SUPPLIED DATA section start
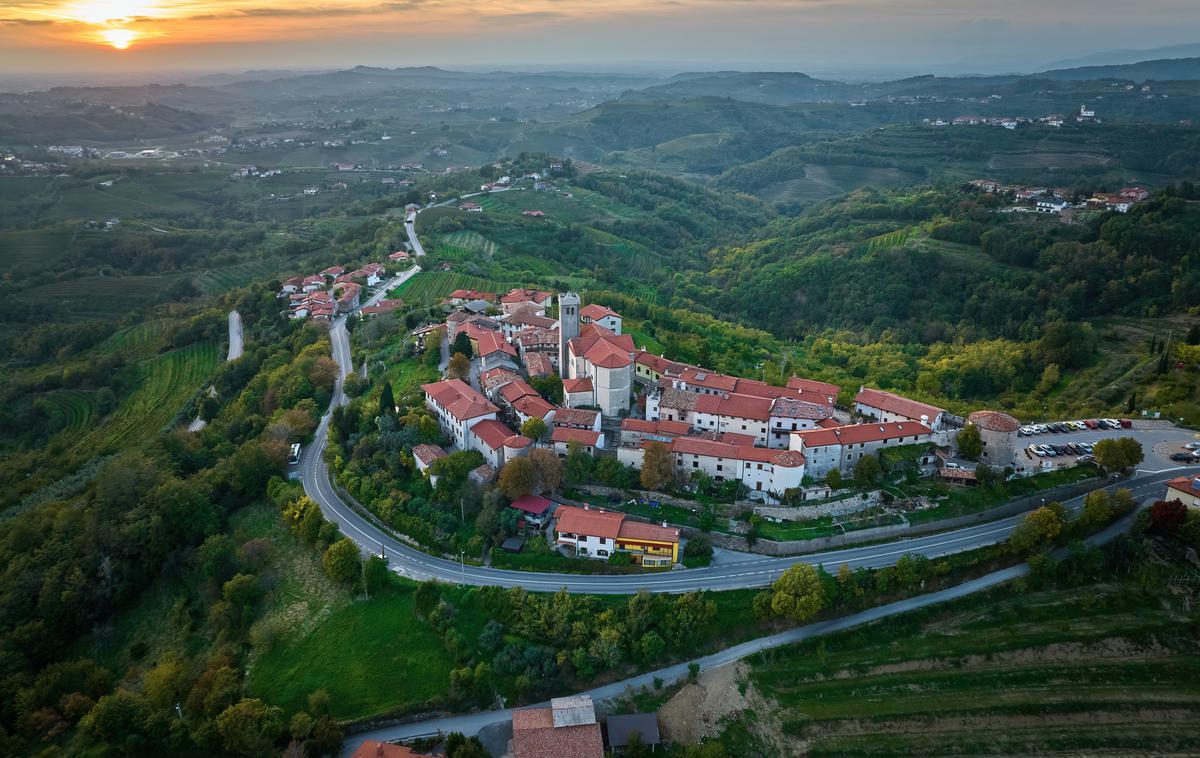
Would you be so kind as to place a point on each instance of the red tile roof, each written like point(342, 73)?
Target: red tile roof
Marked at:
point(897, 404)
point(371, 749)
point(994, 421)
point(533, 405)
point(862, 433)
point(493, 342)
point(534, 505)
point(592, 522)
point(427, 453)
point(576, 417)
point(595, 312)
point(538, 365)
point(568, 434)
point(641, 531)
point(696, 446)
point(525, 295)
point(460, 399)
point(577, 385)
point(492, 433)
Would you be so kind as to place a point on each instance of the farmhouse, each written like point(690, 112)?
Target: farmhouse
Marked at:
point(841, 447)
point(1186, 489)
point(599, 534)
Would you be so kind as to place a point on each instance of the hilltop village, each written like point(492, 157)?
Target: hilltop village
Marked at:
point(777, 444)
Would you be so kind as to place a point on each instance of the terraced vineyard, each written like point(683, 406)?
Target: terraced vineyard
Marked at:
point(141, 341)
point(167, 381)
point(72, 409)
point(431, 286)
point(220, 281)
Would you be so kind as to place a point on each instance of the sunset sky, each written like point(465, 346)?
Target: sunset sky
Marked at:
point(226, 35)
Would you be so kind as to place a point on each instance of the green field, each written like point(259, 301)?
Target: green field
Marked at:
point(431, 286)
point(167, 381)
point(100, 296)
point(72, 409)
point(1102, 669)
point(141, 341)
point(372, 656)
point(22, 252)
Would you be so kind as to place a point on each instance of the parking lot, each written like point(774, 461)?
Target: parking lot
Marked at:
point(1159, 440)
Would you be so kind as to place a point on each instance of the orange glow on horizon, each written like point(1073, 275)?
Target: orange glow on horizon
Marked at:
point(119, 38)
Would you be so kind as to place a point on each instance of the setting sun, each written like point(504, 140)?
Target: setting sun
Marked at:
point(119, 38)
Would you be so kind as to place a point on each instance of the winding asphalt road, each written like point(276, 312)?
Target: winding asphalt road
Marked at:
point(472, 723)
point(234, 336)
point(418, 565)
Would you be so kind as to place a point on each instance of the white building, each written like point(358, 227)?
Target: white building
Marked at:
point(887, 407)
point(843, 447)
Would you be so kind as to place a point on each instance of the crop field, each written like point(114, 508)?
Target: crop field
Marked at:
point(473, 241)
point(167, 381)
point(220, 281)
point(430, 286)
point(72, 409)
point(1104, 668)
point(25, 251)
point(141, 341)
point(101, 296)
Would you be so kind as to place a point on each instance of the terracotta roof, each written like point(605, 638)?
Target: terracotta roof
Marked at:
point(658, 364)
point(429, 453)
point(595, 312)
point(1186, 485)
point(696, 446)
point(639, 530)
point(472, 294)
point(460, 399)
point(862, 433)
point(495, 378)
point(576, 417)
point(994, 421)
point(493, 342)
point(583, 437)
point(535, 505)
point(515, 390)
point(533, 405)
point(538, 365)
point(897, 404)
point(372, 749)
point(591, 522)
point(525, 295)
point(577, 385)
point(492, 433)
point(579, 741)
point(528, 317)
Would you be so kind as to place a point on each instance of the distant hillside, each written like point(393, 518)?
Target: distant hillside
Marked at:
point(774, 88)
point(1165, 70)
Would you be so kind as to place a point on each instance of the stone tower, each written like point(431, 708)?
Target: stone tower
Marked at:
point(568, 329)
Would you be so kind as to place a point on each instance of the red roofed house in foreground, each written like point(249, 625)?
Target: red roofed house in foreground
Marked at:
point(1185, 488)
point(599, 534)
point(881, 405)
point(841, 447)
point(565, 729)
point(371, 749)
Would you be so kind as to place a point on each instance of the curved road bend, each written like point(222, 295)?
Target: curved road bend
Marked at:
point(472, 723)
point(414, 564)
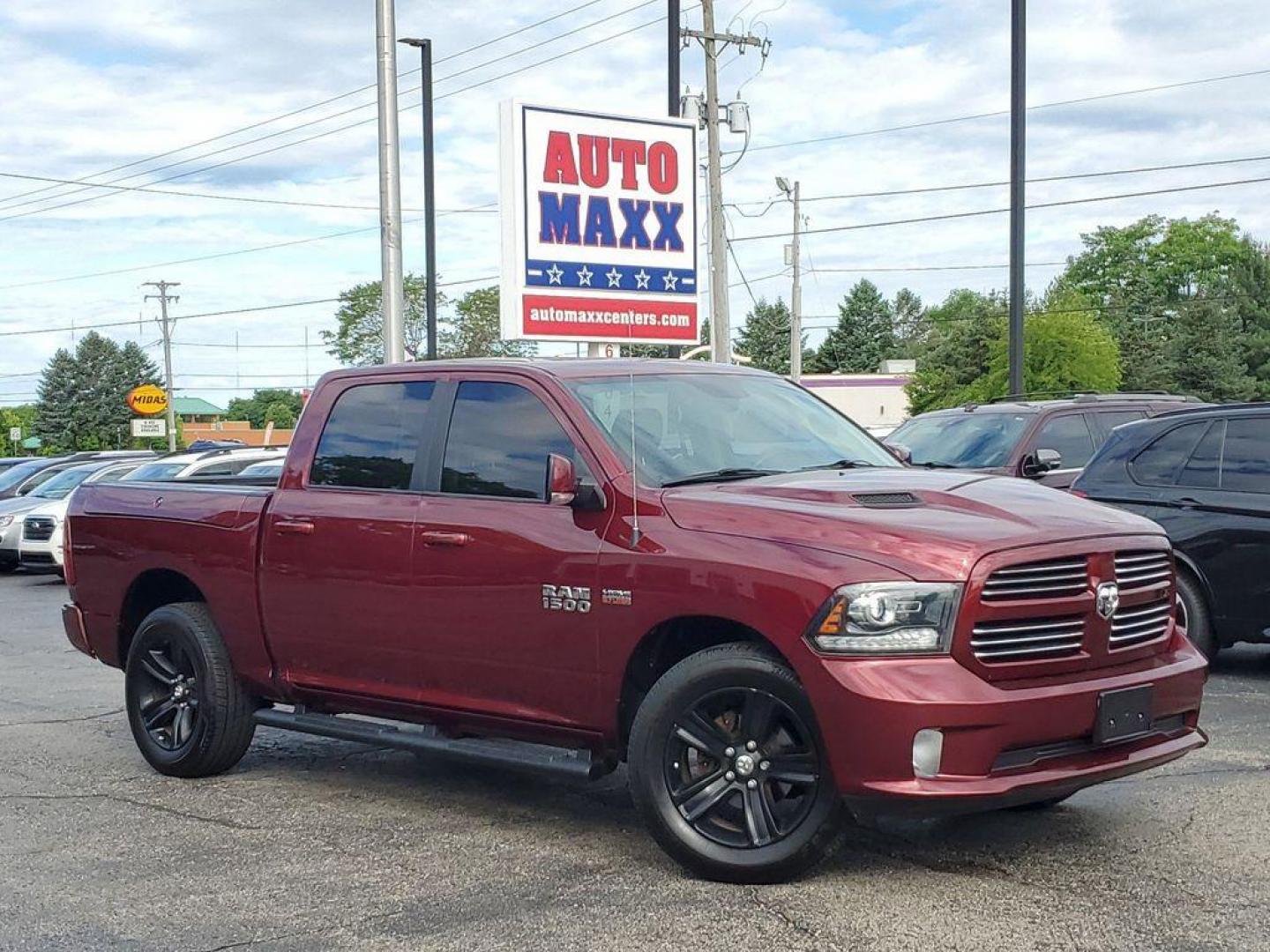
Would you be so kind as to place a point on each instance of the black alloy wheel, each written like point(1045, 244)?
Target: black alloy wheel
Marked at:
point(168, 695)
point(728, 768)
point(742, 767)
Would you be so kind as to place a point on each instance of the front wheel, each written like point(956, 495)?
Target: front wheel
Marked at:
point(188, 711)
point(728, 768)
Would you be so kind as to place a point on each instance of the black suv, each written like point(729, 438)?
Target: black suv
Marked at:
point(1204, 475)
point(1047, 441)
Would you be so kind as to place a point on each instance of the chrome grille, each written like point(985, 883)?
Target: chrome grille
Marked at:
point(1054, 577)
point(1137, 625)
point(1136, 570)
point(37, 528)
point(1027, 640)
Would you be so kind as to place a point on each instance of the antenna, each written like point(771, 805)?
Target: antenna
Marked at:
point(635, 532)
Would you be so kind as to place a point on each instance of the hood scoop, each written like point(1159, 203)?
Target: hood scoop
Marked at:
point(885, 501)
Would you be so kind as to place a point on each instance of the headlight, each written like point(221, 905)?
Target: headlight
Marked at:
point(888, 619)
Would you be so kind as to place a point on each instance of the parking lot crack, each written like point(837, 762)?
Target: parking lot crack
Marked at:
point(130, 801)
point(782, 915)
point(64, 720)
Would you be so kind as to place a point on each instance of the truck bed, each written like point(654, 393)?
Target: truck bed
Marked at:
point(123, 533)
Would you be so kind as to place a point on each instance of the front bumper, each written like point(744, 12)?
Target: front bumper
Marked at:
point(1005, 743)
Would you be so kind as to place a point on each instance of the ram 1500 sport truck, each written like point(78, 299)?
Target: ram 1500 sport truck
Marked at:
point(703, 571)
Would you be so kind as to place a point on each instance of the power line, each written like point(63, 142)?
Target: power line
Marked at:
point(1035, 181)
point(482, 210)
point(995, 113)
point(220, 314)
point(310, 107)
point(1001, 211)
point(314, 122)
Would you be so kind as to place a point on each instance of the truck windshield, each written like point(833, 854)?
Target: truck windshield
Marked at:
point(963, 441)
point(696, 427)
point(61, 485)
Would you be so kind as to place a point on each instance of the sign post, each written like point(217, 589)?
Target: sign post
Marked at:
point(600, 227)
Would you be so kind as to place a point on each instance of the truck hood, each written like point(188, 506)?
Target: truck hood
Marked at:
point(935, 531)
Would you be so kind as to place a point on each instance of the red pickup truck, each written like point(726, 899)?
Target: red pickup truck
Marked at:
point(703, 571)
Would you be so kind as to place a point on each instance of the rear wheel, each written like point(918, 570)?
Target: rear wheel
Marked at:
point(728, 768)
point(188, 712)
point(1194, 616)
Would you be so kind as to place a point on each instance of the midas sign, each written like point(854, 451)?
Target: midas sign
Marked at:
point(147, 398)
point(598, 227)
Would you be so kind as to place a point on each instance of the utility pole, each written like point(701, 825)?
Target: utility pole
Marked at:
point(430, 211)
point(721, 328)
point(163, 297)
point(796, 294)
point(1018, 170)
point(392, 303)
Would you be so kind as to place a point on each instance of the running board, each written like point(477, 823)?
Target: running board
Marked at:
point(426, 739)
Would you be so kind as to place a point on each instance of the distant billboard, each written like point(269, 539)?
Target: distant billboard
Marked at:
point(598, 227)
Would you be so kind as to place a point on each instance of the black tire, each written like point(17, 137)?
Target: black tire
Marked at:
point(1192, 612)
point(188, 711)
point(770, 828)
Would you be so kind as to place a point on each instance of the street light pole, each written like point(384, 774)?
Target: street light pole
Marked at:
point(1018, 170)
point(392, 282)
point(430, 206)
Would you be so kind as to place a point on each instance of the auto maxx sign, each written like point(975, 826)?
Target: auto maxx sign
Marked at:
point(598, 227)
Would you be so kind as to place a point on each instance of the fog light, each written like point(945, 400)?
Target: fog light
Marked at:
point(927, 750)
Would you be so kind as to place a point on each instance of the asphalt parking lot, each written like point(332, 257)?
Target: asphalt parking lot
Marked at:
point(319, 844)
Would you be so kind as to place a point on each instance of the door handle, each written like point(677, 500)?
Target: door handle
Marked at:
point(436, 537)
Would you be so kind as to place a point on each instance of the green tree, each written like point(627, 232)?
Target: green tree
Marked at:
point(1145, 277)
point(865, 334)
point(475, 331)
point(765, 338)
point(274, 404)
point(1208, 353)
point(83, 395)
point(358, 335)
point(957, 348)
point(1065, 349)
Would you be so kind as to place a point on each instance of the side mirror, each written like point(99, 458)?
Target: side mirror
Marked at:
point(1041, 462)
point(900, 450)
point(562, 480)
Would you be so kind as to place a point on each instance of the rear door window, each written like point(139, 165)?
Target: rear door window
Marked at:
point(1246, 460)
point(1070, 435)
point(1163, 458)
point(499, 439)
point(372, 437)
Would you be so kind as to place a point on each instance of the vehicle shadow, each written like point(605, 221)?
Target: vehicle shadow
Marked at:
point(982, 844)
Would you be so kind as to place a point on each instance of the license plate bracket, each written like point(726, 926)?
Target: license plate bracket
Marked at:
point(1123, 714)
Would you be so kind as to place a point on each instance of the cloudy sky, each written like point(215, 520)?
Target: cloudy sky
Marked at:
point(138, 92)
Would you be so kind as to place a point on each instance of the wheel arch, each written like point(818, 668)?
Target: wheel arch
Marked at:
point(667, 643)
point(152, 589)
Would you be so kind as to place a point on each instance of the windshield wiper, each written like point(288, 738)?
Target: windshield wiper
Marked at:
point(837, 465)
point(732, 472)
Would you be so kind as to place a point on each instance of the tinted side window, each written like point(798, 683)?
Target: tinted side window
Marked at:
point(1071, 437)
point(1204, 466)
point(499, 439)
point(1246, 461)
point(372, 437)
point(1163, 458)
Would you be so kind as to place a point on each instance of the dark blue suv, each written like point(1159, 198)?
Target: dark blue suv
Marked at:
point(1204, 476)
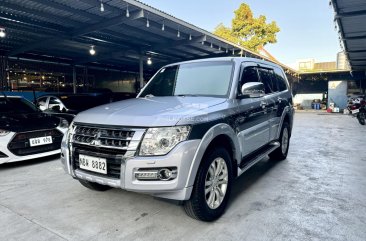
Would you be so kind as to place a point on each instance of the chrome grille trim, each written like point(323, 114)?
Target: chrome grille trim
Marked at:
point(116, 138)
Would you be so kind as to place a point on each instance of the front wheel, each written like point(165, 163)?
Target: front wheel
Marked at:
point(212, 187)
point(361, 118)
point(281, 152)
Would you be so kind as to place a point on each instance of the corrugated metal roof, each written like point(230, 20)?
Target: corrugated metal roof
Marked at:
point(350, 17)
point(66, 29)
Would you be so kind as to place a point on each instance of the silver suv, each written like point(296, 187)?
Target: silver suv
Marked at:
point(193, 129)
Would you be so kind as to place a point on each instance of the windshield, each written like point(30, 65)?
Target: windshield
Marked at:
point(192, 79)
point(82, 102)
point(16, 105)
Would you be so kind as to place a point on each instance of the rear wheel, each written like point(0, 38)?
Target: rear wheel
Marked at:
point(212, 187)
point(281, 152)
point(94, 186)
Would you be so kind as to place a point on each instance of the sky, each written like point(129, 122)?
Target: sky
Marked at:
point(307, 27)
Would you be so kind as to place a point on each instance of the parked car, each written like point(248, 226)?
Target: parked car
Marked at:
point(193, 129)
point(68, 105)
point(26, 133)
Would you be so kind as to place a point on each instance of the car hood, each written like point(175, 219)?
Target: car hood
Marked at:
point(22, 122)
point(147, 112)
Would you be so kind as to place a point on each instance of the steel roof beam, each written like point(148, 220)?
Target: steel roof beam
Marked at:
point(172, 44)
point(79, 31)
point(59, 6)
point(37, 13)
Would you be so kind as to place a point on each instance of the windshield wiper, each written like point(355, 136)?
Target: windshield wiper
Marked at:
point(185, 95)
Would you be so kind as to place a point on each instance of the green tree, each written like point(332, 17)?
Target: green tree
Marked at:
point(248, 31)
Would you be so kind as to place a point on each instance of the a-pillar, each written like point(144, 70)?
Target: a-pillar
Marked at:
point(74, 82)
point(141, 72)
point(3, 73)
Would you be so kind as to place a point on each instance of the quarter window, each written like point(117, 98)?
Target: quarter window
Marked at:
point(281, 81)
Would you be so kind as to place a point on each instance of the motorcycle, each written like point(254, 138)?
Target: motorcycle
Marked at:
point(357, 108)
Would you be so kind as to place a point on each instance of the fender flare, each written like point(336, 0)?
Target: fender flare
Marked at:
point(212, 133)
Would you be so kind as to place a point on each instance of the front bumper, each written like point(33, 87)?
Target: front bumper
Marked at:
point(10, 157)
point(181, 157)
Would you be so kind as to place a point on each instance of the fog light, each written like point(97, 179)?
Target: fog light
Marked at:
point(146, 174)
point(165, 174)
point(162, 174)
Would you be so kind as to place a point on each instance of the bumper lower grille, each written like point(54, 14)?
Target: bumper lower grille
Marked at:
point(20, 145)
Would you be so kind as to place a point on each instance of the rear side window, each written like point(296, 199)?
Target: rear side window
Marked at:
point(267, 80)
point(280, 79)
point(250, 74)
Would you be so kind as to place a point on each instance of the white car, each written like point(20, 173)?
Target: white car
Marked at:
point(27, 133)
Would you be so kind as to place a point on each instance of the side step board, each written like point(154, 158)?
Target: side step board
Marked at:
point(255, 157)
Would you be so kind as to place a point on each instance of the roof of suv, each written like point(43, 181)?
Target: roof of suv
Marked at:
point(237, 60)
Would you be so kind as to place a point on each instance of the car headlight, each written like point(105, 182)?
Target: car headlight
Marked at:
point(159, 141)
point(4, 132)
point(63, 123)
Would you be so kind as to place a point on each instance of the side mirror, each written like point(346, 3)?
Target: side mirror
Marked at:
point(252, 90)
point(56, 108)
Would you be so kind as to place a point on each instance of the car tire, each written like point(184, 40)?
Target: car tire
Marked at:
point(361, 118)
point(281, 152)
point(94, 186)
point(212, 186)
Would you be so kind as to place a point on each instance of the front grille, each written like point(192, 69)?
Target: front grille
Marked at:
point(2, 155)
point(116, 138)
point(111, 143)
point(114, 159)
point(20, 145)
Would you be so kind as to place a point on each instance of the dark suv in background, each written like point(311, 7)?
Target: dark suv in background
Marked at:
point(68, 105)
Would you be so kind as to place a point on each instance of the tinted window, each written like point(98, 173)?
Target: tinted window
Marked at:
point(266, 79)
point(250, 74)
point(163, 83)
point(203, 78)
point(281, 82)
point(42, 103)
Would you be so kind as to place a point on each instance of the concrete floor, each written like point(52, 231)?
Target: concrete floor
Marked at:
point(318, 193)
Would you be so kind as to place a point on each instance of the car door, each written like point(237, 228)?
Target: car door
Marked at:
point(253, 118)
point(273, 100)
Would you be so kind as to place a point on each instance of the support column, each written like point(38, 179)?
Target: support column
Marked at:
point(74, 83)
point(141, 72)
point(3, 73)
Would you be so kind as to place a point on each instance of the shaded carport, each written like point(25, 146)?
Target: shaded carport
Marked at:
point(124, 34)
point(350, 18)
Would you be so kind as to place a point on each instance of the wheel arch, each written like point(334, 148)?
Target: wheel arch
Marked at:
point(219, 135)
point(287, 116)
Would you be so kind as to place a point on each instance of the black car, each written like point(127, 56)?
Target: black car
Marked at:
point(27, 133)
point(68, 105)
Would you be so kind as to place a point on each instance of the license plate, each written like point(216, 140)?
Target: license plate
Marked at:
point(355, 111)
point(40, 141)
point(94, 164)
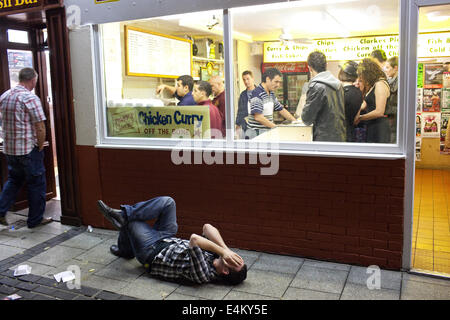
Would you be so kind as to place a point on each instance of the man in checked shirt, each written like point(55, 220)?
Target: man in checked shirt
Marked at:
point(23, 126)
point(198, 260)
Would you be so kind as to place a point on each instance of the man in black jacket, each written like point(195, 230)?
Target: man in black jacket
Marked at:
point(324, 107)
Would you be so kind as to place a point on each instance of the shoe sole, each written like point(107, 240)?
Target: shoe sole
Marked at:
point(103, 210)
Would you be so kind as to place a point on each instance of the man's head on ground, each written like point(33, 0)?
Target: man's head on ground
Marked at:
point(202, 91)
point(184, 85)
point(228, 274)
point(28, 78)
point(271, 79)
point(317, 62)
point(217, 85)
point(249, 81)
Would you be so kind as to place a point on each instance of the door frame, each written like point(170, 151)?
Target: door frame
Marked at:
point(409, 76)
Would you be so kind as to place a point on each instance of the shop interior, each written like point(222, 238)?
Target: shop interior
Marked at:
point(310, 25)
point(431, 220)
SUPPLIED DATA section end
§ **EXERCISE PROMPT**: Of all the lines above, count the ones that include the string "parking" and give the number alone.

§ **RESPONSE TO THIS EXERCISE**: 6